─── DATA TO PROCESS

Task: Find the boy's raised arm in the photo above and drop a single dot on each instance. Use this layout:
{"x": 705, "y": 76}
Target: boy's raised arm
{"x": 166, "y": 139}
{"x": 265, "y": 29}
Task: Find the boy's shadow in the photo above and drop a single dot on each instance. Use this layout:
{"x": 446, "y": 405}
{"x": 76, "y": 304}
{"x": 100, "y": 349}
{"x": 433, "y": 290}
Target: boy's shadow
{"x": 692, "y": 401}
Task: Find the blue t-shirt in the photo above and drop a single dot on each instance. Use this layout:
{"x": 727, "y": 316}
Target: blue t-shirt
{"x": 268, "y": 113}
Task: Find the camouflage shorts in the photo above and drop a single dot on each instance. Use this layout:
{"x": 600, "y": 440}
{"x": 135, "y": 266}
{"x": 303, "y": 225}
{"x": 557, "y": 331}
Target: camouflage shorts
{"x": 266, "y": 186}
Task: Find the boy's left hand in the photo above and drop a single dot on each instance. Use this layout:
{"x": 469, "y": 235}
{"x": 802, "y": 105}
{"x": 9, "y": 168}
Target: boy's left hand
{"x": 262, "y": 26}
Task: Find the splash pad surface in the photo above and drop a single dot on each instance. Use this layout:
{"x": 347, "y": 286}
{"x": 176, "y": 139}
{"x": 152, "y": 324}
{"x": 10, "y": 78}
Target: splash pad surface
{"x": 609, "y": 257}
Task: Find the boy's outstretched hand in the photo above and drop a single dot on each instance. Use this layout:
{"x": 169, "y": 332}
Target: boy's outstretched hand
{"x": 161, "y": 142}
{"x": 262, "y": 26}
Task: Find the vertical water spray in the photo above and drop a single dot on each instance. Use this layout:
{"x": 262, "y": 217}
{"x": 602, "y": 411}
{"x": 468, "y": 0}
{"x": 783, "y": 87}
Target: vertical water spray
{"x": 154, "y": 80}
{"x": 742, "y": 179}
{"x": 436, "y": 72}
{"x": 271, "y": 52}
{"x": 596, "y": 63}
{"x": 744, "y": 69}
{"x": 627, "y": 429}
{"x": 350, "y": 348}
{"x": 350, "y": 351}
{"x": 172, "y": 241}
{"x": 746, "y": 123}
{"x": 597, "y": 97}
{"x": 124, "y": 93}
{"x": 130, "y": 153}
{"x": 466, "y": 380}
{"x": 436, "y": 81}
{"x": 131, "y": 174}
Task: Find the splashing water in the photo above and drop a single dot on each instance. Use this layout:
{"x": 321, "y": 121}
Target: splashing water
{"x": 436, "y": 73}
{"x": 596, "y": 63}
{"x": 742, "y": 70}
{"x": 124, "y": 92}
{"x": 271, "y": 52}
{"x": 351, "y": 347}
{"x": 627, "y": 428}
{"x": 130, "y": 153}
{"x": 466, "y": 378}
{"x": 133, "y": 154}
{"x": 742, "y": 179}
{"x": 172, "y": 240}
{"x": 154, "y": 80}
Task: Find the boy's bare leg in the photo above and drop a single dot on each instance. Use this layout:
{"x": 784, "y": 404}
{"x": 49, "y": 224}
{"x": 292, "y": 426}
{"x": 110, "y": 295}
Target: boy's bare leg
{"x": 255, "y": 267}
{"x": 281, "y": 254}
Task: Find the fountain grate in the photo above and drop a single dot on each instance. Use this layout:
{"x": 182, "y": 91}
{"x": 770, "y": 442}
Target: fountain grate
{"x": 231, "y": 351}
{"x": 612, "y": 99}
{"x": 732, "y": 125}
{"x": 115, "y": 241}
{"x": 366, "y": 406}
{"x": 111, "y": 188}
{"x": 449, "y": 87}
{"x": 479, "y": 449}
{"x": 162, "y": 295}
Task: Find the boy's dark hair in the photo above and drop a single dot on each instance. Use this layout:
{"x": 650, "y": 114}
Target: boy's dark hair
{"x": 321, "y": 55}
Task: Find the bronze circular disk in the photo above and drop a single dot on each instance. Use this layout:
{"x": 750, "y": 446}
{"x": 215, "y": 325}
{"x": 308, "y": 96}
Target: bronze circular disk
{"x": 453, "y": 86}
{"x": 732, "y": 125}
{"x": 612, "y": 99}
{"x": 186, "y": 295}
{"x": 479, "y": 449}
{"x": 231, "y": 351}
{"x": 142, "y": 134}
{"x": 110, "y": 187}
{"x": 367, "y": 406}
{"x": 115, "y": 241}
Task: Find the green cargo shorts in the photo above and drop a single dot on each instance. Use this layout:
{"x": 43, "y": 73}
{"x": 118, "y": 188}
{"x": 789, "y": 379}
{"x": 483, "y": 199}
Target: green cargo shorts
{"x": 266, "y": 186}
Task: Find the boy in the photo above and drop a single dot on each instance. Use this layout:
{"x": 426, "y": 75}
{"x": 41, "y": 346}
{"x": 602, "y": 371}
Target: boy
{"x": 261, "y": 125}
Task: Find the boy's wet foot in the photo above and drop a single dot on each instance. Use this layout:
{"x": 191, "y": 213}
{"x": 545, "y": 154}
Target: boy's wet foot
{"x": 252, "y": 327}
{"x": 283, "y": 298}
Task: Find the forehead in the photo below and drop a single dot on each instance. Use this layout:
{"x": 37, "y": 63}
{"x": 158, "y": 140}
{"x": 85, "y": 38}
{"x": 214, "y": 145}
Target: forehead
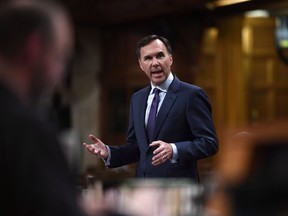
{"x": 63, "y": 31}
{"x": 153, "y": 47}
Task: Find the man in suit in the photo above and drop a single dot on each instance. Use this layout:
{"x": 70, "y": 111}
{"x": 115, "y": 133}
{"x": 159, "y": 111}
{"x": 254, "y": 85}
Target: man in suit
{"x": 35, "y": 42}
{"x": 184, "y": 131}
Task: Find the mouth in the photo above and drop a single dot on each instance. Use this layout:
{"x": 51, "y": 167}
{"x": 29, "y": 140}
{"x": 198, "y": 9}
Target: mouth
{"x": 156, "y": 72}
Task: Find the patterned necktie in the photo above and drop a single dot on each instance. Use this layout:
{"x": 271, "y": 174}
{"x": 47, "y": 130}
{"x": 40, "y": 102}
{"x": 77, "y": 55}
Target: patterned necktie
{"x": 152, "y": 114}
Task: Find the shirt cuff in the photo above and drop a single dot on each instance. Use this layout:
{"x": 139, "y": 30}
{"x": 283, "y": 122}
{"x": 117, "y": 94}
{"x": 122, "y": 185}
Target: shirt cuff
{"x": 107, "y": 161}
{"x": 174, "y": 158}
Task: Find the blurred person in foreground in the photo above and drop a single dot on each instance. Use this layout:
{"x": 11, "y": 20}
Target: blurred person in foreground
{"x": 35, "y": 42}
{"x": 184, "y": 131}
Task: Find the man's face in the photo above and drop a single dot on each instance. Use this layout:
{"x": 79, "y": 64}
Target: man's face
{"x": 155, "y": 61}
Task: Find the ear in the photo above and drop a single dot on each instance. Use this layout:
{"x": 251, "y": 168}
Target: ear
{"x": 140, "y": 64}
{"x": 32, "y": 49}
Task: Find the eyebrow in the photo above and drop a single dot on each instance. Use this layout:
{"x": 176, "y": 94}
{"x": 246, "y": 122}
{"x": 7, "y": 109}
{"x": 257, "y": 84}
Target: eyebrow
{"x": 160, "y": 53}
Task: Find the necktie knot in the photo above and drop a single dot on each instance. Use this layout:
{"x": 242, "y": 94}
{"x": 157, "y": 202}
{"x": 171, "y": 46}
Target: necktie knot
{"x": 152, "y": 114}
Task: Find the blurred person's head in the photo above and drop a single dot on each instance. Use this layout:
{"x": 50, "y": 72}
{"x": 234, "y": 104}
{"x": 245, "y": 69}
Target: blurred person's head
{"x": 35, "y": 43}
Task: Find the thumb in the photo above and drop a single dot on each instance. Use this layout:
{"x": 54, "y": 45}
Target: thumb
{"x": 93, "y": 138}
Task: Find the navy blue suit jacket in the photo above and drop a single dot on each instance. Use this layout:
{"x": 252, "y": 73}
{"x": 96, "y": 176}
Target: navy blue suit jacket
{"x": 183, "y": 119}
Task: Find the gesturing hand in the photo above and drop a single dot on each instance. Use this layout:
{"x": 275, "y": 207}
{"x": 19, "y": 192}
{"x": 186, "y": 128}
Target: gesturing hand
{"x": 98, "y": 148}
{"x": 162, "y": 153}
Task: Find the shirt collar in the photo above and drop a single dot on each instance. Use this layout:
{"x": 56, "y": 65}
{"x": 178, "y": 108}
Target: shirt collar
{"x": 165, "y": 85}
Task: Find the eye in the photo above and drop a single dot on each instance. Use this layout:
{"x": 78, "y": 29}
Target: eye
{"x": 146, "y": 58}
{"x": 160, "y": 55}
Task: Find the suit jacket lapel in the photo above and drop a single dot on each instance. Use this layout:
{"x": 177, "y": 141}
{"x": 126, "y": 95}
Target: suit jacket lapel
{"x": 166, "y": 105}
{"x": 142, "y": 105}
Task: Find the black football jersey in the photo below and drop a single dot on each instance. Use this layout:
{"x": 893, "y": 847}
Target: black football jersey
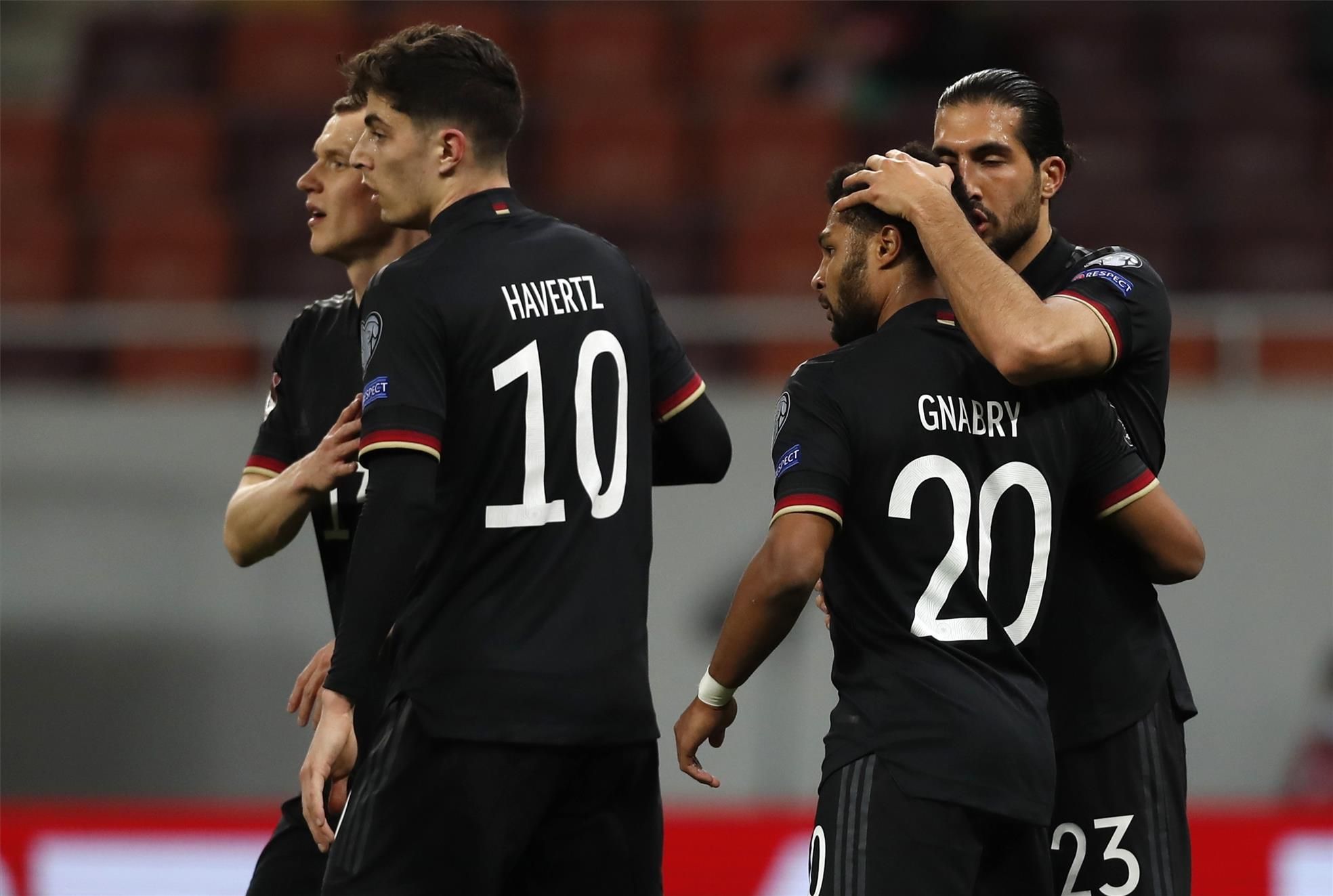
{"x": 951, "y": 487}
{"x": 1108, "y": 648}
{"x": 316, "y": 374}
{"x": 530, "y": 358}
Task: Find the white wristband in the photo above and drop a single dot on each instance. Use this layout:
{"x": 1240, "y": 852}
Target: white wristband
{"x": 712, "y": 692}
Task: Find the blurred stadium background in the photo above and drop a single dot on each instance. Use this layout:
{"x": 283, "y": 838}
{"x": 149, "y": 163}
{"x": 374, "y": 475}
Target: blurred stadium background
{"x": 152, "y": 251}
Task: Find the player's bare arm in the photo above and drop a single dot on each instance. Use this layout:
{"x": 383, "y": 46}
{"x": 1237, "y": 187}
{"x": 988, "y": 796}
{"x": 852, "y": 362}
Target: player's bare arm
{"x": 768, "y": 600}
{"x": 266, "y": 512}
{"x": 1168, "y": 543}
{"x": 1030, "y": 339}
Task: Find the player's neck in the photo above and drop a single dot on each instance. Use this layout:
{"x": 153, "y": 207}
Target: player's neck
{"x": 1035, "y": 244}
{"x": 908, "y": 293}
{"x": 359, "y": 272}
{"x": 459, "y": 187}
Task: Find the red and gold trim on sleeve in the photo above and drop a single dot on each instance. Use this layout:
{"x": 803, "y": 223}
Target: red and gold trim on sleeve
{"x": 680, "y": 399}
{"x": 1107, "y": 319}
{"x": 808, "y": 503}
{"x": 1126, "y": 494}
{"x": 400, "y": 439}
{"x": 263, "y": 466}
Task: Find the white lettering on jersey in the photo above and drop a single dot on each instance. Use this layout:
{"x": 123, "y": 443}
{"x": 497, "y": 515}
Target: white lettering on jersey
{"x": 545, "y": 298}
{"x": 968, "y": 415}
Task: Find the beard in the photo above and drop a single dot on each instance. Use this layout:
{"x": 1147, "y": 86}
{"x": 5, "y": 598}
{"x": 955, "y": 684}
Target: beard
{"x": 855, "y": 314}
{"x": 1023, "y": 224}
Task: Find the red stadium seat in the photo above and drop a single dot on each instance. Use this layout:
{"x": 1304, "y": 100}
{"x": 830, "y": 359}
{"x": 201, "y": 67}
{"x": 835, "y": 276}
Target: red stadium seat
{"x": 761, "y": 150}
{"x": 37, "y": 253}
{"x": 618, "y": 161}
{"x": 769, "y": 249}
{"x": 736, "y": 48}
{"x": 146, "y": 366}
{"x": 33, "y": 150}
{"x": 610, "y": 51}
{"x": 133, "y": 151}
{"x": 290, "y": 55}
{"x": 171, "y": 254}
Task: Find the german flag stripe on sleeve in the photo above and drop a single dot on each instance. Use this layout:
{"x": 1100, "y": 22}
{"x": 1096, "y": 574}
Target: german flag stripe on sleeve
{"x": 400, "y": 439}
{"x": 1108, "y": 322}
{"x": 809, "y": 503}
{"x": 680, "y": 399}
{"x": 263, "y": 466}
{"x": 1126, "y": 494}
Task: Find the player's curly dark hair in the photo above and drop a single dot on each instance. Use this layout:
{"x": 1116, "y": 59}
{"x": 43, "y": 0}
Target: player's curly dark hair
{"x": 1042, "y": 127}
{"x": 867, "y": 219}
{"x": 444, "y": 74}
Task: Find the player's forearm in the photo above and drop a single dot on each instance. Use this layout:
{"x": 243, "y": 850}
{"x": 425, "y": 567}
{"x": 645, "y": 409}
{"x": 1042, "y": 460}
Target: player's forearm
{"x": 391, "y": 539}
{"x": 999, "y": 311}
{"x": 768, "y": 601}
{"x": 263, "y": 517}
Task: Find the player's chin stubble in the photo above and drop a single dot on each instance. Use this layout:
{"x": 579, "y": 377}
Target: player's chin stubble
{"x": 1023, "y": 224}
{"x": 853, "y": 314}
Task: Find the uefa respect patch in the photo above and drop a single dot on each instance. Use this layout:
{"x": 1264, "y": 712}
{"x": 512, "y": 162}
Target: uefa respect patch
{"x": 1118, "y": 280}
{"x": 375, "y": 389}
{"x": 791, "y": 459}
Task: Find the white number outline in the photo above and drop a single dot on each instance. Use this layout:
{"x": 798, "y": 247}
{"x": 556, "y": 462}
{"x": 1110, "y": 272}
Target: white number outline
{"x": 535, "y": 510}
{"x": 809, "y": 863}
{"x": 925, "y": 622}
{"x": 1114, "y": 853}
{"x": 1080, "y": 855}
{"x": 604, "y": 505}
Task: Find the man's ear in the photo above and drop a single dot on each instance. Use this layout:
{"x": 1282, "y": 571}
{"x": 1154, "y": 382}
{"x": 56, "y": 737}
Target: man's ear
{"x": 1052, "y": 172}
{"x": 451, "y": 148}
{"x": 888, "y": 246}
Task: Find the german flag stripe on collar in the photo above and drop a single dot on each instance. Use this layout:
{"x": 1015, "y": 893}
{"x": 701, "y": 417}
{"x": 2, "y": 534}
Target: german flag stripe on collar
{"x": 400, "y": 439}
{"x": 1108, "y": 322}
{"x": 263, "y": 466}
{"x": 808, "y": 503}
{"x": 680, "y": 399}
{"x": 1126, "y": 494}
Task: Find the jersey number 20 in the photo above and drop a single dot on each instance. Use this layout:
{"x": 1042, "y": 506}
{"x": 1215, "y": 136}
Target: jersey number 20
{"x": 536, "y": 510}
{"x": 927, "y": 622}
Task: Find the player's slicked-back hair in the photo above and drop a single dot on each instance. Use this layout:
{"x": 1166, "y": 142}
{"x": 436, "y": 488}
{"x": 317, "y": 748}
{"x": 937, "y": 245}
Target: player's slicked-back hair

──────

#### TASK GOAL:
Exactly how many lines in the listing above contain the string "slicked"? Give the number without comment.

#### WRITTEN RESPONSE:
2